### PROBLEM
Format the data below as a two-column CSV with the headers text and answer. Begin at the line that has "For quality assurance, re-label every pink", stop after the line that has "298,179,310,194", and give one row per item, with each field quoted and its line breaks turned into spaces.

====== RECORDS SUPPLIED

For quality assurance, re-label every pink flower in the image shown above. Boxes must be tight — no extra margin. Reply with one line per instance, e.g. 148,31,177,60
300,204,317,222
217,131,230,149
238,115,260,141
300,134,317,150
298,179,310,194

============
====== RECORDS SUPPLIED

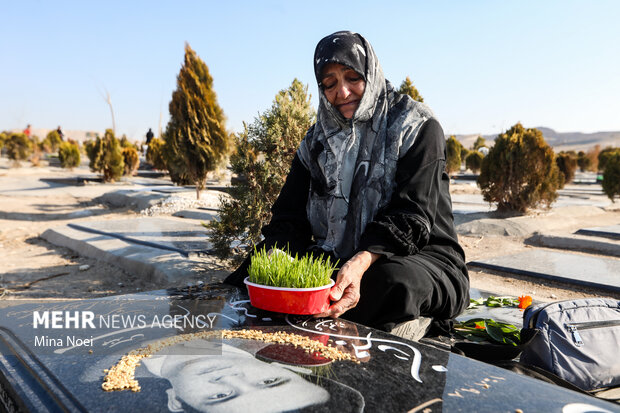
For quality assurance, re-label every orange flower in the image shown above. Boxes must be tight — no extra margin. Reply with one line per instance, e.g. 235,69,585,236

============

### ANSWER TO THE PROBLEM
text,answer
"For quality assurance, re-label every pink flower in the image shown above. Boxes must be tight — no extra margin. Reply with one line per instance, e.g. 148,31,177,60","300,204,317,222 217,131,230,149 238,115,260,141 300,134,317,150 298,179,310,194"